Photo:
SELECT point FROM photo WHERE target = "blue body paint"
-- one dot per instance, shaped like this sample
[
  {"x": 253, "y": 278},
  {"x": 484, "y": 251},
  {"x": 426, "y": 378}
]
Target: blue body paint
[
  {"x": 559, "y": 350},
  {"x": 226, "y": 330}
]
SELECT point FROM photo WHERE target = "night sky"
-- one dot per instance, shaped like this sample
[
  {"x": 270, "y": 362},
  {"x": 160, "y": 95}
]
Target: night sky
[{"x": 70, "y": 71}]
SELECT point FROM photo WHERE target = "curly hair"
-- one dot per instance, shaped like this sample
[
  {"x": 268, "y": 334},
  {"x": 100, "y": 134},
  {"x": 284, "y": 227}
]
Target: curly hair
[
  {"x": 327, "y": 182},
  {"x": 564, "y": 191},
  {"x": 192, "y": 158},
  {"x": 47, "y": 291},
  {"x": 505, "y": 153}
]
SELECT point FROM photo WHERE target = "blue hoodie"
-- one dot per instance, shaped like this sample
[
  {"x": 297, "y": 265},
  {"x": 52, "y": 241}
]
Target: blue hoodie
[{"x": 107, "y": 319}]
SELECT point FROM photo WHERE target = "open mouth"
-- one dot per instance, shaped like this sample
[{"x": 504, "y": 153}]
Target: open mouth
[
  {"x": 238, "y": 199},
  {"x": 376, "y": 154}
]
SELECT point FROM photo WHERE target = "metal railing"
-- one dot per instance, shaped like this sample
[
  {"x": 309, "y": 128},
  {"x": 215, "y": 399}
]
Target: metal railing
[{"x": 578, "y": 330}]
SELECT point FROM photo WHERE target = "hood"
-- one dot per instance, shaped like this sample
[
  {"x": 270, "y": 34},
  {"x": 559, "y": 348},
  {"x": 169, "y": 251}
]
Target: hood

- _Exercise directions_:
How many lines of the material above contain the string “curly”? Reply with the number alone.

- _Result of this exercise_:
2